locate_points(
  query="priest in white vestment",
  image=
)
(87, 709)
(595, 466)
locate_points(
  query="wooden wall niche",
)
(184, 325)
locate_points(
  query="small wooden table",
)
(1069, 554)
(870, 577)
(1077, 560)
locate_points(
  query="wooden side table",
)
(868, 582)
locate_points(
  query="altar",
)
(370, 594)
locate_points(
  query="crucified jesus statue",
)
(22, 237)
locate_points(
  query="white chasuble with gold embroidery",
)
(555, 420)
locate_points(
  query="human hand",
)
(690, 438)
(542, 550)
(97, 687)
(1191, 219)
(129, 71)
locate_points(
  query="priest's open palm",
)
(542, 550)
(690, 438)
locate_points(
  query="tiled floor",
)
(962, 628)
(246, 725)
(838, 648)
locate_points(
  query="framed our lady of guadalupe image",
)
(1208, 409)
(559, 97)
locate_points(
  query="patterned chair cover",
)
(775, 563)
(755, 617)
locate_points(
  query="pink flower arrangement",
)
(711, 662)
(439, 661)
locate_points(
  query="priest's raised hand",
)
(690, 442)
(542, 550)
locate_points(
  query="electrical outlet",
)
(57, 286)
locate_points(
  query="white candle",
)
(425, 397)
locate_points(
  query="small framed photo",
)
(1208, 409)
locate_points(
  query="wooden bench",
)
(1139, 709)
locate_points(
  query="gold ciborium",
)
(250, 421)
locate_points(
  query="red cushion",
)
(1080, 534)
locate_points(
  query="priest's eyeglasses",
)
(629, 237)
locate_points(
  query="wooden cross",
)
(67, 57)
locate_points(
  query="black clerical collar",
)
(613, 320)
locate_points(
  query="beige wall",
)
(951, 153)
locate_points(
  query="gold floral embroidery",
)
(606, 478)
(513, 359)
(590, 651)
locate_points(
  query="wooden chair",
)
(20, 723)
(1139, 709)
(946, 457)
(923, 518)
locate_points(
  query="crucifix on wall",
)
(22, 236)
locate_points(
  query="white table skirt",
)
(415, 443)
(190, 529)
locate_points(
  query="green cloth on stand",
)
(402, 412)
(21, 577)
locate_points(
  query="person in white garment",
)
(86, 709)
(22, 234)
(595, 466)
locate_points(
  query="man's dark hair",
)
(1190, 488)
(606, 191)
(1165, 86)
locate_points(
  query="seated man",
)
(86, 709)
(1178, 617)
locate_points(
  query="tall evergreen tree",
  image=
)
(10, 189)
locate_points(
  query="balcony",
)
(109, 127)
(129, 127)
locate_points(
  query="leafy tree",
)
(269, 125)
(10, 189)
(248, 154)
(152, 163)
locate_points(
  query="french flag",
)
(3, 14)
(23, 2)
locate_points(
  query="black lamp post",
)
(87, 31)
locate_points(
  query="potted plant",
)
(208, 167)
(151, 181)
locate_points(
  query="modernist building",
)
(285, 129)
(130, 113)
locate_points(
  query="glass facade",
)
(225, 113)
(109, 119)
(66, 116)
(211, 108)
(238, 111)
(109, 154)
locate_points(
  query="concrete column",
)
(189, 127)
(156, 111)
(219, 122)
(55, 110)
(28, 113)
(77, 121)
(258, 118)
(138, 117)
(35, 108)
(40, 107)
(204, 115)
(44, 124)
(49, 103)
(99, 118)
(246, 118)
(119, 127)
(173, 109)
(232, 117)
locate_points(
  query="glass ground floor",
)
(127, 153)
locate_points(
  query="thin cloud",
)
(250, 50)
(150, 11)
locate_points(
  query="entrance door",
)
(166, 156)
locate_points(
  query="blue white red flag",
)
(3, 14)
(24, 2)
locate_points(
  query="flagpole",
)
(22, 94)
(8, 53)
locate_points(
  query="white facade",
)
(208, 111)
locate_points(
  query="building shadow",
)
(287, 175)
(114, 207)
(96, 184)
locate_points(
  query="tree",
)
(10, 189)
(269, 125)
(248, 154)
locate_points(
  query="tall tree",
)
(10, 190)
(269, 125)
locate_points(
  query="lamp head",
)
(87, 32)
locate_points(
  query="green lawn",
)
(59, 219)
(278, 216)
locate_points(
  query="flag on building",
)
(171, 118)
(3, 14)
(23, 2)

WHAT THE TASK REQUIRES:
Can you restate every record above word for word?

CORRECT RESULT:
locate_points(
  query="priest in white vestment",
  image=
)
(87, 709)
(595, 466)
locate_points(
  query="wooden wall niche",
)
(184, 325)
locate_points(
  query="small wooden table",
)
(1069, 554)
(870, 577)
(1077, 560)
locate_points(
  query="wooden side table",
)
(868, 582)
locate_points(
  query="altar",
)
(370, 594)
locate_points(
  query="crucified jesus statue",
)
(22, 237)
locate_points(
  query="white chasuble with gold embroidery",
)
(555, 420)
locate_points(
  query="human hand",
)
(690, 438)
(542, 550)
(97, 687)
(1191, 219)
(129, 71)
locate_points(
  query="priest's open palm",
)
(542, 550)
(690, 438)
locate_points(
  query="tiled floor",
)
(962, 628)
(246, 725)
(838, 648)
locate_points(
  query="framed our lady of guadalupe image",
)
(1208, 409)
(559, 97)
locate_points(
  query="patterned chair cover",
)
(775, 563)
(755, 617)
locate_points(
  query="pink flower arrangement",
)
(711, 662)
(439, 661)
locate_points(
  query="priest's raised hand",
)
(690, 442)
(542, 550)
locate_points(
  query="electrical outlet",
)
(57, 286)
locate_points(
  query="white candle",
)
(425, 397)
locate_points(
  query="small framed photo",
)
(1208, 409)
locate_points(
  query="wooden bench",
)
(1139, 709)
locate_points(
  query="gold ciborium",
)
(250, 421)
locate_points(
  query="red cushion",
)
(1080, 534)
locate_points(
  query="priest's eyeglasses",
)
(629, 237)
locate_points(
  query="wooden cross",
)
(67, 57)
locate_points(
  query="black clerical collar",
)
(613, 320)
locate_points(
  query="beige wall",
)
(951, 153)
locate_points(
  query="gold floral embroidery",
)
(606, 478)
(513, 359)
(590, 651)
locate_points(
  query="wooden chair",
)
(20, 723)
(1139, 709)
(946, 457)
(923, 518)
locate_points(
  query="crucifix on wall",
)
(22, 236)
locate_points(
  query="white table skirt",
)
(415, 443)
(190, 529)
locate_points(
  query="green cloth on stand",
)
(402, 412)
(21, 577)
locate_points(
  query="person in white garment",
)
(86, 709)
(22, 234)
(595, 466)
locate_points(
  query="man's dark hair",
)
(1190, 488)
(606, 191)
(1165, 86)
locate_points(
  query="seated man",
)
(86, 709)
(1178, 617)
locate_points(
  query="tall evergreen tree",
  image=
)
(10, 189)
locate_points(
  query="balcony",
)
(109, 127)
(129, 127)
locate_points(
  query="leafy tree",
)
(269, 125)
(10, 189)
(248, 154)
(152, 163)
locate_points(
  query="french flag",
)
(3, 14)
(23, 2)
locate_points(
  query="black lamp post",
)
(87, 31)
locate_points(
  query="potted plant",
)
(208, 167)
(151, 181)
locate_points(
  query="modernist building",
)
(285, 129)
(130, 113)
locate_points(
  query="glass facade",
)
(225, 113)
(109, 119)
(66, 116)
(211, 108)
(238, 111)
(109, 154)
locate_points(
  query="concrete column",
)
(189, 127)
(156, 111)
(219, 122)
(55, 110)
(28, 113)
(77, 121)
(258, 118)
(138, 117)
(35, 108)
(40, 107)
(204, 115)
(44, 124)
(49, 103)
(99, 118)
(246, 118)
(119, 127)
(173, 109)
(232, 117)
locate_points(
  query="glass ground floor",
)
(127, 153)
locate_points(
  query="thin cloud",
)
(250, 50)
(150, 11)
locate_points(
  query="entrance door",
)
(166, 156)
locate_points(
  query="blue white red flag",
)
(3, 14)
(24, 2)
locate_points(
  query="flagpole",
)
(22, 94)
(8, 53)
locate_points(
  query="white facade",
)
(208, 111)
locate_points(
  query="building shadow",
)
(287, 175)
(114, 207)
(96, 184)
locate_points(
  query="tree",
)
(10, 189)
(269, 125)
(248, 154)
locate_points(
  query="tall tree",
)
(10, 190)
(269, 125)
locate_points(
  query="lamp head",
)
(87, 32)
locate_points(
  query="green lawn",
)
(59, 219)
(278, 216)
locate_points(
  query="flag on building",
)
(171, 118)
(3, 14)
(23, 2)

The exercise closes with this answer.